= Record set =
════

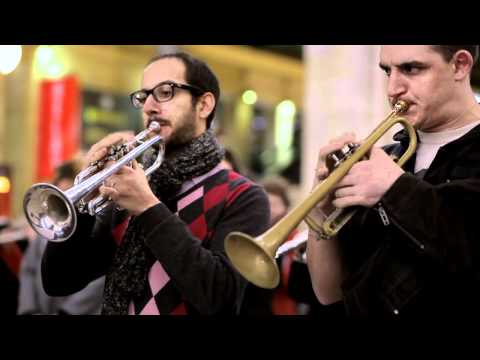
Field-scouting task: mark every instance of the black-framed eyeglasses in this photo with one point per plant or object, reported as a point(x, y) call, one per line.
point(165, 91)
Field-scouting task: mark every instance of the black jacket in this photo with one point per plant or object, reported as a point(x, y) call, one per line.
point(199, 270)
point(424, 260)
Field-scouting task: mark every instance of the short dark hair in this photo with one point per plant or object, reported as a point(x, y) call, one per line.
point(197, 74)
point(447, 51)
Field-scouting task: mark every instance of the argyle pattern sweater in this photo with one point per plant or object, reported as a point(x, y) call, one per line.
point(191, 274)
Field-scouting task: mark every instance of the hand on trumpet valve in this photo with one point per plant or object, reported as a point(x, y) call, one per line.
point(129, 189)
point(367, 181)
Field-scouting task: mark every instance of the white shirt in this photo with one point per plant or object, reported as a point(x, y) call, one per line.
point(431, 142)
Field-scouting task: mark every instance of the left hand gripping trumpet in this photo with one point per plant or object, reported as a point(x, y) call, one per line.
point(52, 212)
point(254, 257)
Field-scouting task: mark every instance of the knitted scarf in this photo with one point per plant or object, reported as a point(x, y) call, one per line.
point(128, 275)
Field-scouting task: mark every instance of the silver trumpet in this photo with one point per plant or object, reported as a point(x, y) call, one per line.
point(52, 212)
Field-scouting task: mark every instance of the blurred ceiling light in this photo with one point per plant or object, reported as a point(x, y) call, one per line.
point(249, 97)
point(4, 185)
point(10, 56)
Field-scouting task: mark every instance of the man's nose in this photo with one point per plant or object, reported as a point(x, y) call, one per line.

════

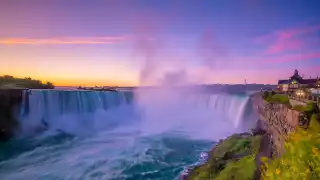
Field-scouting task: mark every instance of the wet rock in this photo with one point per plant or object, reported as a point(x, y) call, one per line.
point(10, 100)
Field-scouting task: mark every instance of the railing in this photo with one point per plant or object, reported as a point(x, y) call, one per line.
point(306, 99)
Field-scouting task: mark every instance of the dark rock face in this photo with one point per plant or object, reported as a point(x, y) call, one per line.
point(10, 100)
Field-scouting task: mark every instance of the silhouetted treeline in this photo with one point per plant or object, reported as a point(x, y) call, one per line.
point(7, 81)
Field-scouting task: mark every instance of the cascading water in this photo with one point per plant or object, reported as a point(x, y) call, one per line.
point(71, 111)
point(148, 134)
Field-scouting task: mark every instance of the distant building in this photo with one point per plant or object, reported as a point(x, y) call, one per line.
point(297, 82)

════

= About this exercise =
From the records above, extract exactly and only the lines that begin at the line with "Field-scouting task: mark every instance of the hand" and stop after the line with "Field-scouting task: mark every instance of the man's".

= Completed exercise =
Field-scouting task: mark every instance of the hand on trumpet valve in this photo with one point per plant or object, reported as a point(x, y) call, one per line.
point(129, 189)
point(367, 181)
Field-scouting task: mark every instance of the white shirt in this photo with one point per plant or object, reported as a point(x, y) call, one per line.
point(431, 142)
Field-scouting task: mark every instance of the left hand gripping trumpet in this photo with one point per plant or object, reported as a point(x, y) call, one per line.
point(52, 212)
point(254, 257)
Field-scouting task: mark every instance of the knitted scarf in this photo with one point per plant or object, reported as a point(x, y) call, one per line.
point(128, 275)
Field-scouting task: mark every instance of the silver trumpet in this photo with one point per plant or object, reported as a point(x, y) call, one per line.
point(52, 212)
Field-scouting task: mark every instance of the blurred ceiling light in this photo with one point per plant or object, reported as a point(x, y) call, one per line.
point(249, 97)
point(4, 185)
point(10, 56)
Field-scouting task: mark every instance of the man's nose in this photo with one point per plant or object, reported as a point(x, y) call, one per line.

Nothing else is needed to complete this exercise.